Segment Start: THE RECORDS

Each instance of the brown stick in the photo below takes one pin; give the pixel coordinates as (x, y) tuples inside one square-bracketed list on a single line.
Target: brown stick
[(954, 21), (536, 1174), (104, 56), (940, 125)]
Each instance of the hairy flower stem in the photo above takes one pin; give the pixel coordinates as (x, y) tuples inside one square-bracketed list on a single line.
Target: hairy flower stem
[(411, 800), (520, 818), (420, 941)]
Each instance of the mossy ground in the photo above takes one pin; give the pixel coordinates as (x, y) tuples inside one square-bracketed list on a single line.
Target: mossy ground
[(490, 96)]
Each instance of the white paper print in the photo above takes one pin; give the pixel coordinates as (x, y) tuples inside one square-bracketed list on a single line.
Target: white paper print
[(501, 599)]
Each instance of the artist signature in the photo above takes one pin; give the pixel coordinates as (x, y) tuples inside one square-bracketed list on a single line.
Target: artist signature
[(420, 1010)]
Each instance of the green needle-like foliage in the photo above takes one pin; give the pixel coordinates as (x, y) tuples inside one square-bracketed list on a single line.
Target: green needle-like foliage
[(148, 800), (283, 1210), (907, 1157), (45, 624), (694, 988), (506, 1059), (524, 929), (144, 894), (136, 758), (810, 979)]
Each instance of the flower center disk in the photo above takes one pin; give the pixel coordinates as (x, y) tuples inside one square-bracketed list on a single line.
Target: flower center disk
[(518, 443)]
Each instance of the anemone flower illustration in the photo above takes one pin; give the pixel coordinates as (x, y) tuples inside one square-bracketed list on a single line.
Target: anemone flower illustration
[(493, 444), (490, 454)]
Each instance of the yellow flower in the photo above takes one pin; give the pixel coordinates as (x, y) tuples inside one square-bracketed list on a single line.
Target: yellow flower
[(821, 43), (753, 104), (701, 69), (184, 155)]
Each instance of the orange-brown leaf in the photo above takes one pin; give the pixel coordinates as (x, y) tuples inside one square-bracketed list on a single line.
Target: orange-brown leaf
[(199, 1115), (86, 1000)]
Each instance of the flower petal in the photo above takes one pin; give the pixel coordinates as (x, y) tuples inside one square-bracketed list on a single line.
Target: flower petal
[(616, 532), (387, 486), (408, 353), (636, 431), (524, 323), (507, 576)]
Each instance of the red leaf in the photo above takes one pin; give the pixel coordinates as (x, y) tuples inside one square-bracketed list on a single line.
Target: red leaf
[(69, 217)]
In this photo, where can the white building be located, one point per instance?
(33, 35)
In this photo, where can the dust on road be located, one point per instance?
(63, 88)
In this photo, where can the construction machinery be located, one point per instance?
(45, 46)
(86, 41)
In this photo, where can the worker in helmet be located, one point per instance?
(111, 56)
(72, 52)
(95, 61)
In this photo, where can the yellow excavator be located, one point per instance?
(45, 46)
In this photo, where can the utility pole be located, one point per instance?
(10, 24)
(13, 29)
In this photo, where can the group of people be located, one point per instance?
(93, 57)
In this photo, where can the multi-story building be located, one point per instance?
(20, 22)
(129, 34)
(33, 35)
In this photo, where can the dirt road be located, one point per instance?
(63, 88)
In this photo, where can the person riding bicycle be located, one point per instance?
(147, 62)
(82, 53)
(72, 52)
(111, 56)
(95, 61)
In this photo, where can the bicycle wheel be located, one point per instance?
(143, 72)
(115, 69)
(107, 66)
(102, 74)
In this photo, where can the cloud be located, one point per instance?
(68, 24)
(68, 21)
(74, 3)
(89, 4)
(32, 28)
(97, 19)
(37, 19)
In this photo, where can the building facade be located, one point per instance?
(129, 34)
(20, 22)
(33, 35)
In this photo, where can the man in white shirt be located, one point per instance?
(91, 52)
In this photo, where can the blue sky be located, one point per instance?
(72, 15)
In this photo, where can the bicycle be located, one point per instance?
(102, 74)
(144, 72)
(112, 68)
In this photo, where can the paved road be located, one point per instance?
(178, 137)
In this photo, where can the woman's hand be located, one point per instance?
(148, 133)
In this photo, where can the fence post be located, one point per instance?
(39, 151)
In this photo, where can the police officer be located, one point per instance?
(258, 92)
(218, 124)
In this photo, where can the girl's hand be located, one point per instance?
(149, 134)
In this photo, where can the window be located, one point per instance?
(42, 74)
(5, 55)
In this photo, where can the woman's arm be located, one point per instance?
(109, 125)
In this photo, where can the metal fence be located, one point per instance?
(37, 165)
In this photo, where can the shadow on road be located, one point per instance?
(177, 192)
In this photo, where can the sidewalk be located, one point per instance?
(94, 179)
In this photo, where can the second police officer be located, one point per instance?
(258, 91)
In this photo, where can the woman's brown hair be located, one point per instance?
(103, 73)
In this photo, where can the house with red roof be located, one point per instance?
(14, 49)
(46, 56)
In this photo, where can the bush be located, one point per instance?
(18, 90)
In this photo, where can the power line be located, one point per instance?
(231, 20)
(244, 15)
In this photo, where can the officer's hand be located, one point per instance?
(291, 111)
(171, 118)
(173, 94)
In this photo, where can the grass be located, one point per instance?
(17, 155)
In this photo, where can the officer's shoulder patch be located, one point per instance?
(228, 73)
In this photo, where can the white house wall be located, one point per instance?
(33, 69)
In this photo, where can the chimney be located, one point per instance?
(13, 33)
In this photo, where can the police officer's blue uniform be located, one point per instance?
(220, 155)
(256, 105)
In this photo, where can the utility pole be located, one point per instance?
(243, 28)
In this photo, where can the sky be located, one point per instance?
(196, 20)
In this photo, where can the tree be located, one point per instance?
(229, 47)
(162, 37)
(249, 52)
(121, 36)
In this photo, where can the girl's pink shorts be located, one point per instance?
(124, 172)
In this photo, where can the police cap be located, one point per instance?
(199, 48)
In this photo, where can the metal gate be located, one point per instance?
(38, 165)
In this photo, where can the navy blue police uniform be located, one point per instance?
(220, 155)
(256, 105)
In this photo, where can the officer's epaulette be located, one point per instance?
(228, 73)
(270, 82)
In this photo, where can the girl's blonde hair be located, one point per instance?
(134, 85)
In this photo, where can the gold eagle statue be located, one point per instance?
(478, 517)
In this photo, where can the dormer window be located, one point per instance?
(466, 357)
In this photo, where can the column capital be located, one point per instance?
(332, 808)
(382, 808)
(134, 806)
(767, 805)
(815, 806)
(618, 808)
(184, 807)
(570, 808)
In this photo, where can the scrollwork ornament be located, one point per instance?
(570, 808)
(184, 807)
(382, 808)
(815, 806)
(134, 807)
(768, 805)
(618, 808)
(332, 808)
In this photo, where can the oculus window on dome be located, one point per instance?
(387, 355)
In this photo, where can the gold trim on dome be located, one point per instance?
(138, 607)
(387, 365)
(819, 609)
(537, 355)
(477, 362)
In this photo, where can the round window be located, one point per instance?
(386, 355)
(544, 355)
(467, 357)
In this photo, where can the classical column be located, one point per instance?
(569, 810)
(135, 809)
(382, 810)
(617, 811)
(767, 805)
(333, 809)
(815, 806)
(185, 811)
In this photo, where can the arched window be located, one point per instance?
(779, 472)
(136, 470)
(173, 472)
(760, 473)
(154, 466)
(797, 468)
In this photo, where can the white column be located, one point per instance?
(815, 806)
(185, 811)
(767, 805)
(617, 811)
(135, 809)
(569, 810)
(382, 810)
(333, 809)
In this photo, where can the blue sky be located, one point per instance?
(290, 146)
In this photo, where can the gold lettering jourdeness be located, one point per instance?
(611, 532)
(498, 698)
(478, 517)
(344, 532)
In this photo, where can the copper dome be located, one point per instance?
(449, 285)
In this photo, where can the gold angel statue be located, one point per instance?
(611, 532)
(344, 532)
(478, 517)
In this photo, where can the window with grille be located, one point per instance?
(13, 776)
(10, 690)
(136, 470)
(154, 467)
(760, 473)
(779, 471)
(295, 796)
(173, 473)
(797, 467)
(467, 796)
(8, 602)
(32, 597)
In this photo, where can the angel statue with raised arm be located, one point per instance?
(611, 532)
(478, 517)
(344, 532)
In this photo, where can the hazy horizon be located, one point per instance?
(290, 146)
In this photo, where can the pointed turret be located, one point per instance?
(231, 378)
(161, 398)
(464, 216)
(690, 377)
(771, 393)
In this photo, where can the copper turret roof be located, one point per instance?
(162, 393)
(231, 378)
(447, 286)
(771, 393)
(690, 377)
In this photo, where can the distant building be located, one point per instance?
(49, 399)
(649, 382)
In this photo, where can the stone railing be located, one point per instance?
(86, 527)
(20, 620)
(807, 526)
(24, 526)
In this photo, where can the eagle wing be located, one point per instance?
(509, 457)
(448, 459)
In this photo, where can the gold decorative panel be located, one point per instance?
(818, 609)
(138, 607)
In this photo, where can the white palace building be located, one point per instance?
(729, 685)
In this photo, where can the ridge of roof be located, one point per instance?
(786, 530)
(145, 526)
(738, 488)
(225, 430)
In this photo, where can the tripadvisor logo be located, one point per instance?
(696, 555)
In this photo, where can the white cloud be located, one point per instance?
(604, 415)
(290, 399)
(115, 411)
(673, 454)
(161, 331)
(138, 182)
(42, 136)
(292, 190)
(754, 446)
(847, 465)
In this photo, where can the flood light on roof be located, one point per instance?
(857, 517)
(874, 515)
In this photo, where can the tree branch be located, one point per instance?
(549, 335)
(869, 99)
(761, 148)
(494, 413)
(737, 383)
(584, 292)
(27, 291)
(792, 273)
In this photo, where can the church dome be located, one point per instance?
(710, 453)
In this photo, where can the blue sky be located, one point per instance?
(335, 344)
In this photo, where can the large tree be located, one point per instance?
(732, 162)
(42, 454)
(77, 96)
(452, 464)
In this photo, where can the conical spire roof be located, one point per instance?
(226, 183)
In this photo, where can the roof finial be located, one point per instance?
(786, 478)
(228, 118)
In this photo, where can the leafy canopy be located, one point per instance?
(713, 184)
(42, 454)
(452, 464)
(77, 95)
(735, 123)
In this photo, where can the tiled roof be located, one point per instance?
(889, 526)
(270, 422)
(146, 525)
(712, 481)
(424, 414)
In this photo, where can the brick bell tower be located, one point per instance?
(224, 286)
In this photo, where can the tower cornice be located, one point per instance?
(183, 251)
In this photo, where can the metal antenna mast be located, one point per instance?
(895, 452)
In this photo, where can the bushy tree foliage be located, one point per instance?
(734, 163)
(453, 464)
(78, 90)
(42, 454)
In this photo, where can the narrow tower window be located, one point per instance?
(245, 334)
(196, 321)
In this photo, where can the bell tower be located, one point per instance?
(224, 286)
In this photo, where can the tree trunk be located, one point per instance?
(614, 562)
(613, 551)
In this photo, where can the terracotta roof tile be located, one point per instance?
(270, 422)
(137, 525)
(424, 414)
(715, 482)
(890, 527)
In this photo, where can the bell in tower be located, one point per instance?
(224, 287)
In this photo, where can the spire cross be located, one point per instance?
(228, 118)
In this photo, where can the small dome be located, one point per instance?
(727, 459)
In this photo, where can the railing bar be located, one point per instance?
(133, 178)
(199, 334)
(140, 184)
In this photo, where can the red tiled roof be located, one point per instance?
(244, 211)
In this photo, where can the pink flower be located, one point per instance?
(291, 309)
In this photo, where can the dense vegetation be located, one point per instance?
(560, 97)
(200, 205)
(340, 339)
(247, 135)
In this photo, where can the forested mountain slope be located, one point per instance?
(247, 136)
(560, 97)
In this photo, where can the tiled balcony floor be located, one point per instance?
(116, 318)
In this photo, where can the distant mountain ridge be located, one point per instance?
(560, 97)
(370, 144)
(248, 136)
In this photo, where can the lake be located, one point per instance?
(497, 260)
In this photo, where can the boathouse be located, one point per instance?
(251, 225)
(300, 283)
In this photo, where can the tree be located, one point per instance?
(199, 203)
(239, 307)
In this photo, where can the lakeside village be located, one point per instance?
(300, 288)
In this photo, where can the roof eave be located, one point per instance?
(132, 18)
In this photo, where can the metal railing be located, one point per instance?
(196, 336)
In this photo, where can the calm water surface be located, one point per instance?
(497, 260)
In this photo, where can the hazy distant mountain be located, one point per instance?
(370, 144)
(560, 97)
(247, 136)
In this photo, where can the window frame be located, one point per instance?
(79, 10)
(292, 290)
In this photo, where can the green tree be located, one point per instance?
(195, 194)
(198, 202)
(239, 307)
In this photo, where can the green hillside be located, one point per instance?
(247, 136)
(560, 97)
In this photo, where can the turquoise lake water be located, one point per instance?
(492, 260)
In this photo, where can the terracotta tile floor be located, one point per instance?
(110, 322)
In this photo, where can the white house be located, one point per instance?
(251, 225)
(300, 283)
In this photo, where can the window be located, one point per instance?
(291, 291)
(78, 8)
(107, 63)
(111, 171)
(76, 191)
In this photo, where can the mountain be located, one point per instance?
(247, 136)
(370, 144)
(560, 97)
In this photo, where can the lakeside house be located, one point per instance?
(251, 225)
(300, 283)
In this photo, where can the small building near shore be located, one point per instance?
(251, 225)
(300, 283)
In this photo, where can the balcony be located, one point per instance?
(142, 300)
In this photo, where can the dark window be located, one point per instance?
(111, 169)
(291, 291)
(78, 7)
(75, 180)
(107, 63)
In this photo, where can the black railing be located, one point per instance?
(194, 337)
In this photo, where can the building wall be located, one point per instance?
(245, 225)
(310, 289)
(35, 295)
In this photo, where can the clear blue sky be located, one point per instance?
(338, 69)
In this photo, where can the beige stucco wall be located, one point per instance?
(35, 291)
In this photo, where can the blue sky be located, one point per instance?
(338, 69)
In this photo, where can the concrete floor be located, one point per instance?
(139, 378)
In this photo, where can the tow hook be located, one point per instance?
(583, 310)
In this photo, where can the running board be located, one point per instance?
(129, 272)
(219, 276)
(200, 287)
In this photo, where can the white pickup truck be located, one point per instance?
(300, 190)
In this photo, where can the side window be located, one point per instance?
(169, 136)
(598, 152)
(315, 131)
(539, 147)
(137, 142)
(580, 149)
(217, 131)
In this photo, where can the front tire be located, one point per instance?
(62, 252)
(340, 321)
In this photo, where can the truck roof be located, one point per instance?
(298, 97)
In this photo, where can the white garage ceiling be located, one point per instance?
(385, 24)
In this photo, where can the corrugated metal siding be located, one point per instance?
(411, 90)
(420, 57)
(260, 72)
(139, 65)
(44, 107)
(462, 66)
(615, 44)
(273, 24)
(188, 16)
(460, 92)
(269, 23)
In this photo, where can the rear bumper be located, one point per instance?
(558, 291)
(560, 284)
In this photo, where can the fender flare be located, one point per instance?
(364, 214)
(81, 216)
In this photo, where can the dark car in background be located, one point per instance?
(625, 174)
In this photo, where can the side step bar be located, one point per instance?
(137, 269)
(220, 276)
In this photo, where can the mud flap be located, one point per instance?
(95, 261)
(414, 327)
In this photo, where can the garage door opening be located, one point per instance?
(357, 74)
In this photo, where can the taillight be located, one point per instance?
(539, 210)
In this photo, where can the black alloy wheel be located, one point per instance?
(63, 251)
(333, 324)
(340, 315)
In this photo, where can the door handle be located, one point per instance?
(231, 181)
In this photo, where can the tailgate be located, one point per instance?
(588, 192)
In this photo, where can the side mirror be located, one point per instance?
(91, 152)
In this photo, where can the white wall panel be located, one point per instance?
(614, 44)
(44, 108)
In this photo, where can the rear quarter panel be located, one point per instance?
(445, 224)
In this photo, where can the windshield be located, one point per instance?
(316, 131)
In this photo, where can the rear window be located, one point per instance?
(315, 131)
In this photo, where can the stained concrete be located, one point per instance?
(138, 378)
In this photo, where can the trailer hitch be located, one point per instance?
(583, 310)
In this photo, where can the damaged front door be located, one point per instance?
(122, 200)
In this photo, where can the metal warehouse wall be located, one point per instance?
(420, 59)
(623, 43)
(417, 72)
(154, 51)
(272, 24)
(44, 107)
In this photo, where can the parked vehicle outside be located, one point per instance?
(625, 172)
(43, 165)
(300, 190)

Segment End: THE RECORDS

REQUIRED ACTION:
Reproduce exactly the lines from the one containing "In this photo, where can the stained" through the last line of the records above, including both, and nothing else.

ANSWER TO THE EXERCISE:
In this photo, where can the stained concrete be located, one point per instance?
(138, 378)
In this photo, where can the trailer hitch be located, one point per instance?
(583, 310)
In this photo, where can the damaged front door be located, one point per instance?
(122, 200)
In this photo, where can the metal warehouse wall be located, one point per instance?
(420, 59)
(623, 43)
(417, 72)
(154, 51)
(272, 24)
(44, 107)
In this photo, where can the parked vehicle outside be located, one point per instance?
(625, 172)
(43, 165)
(300, 190)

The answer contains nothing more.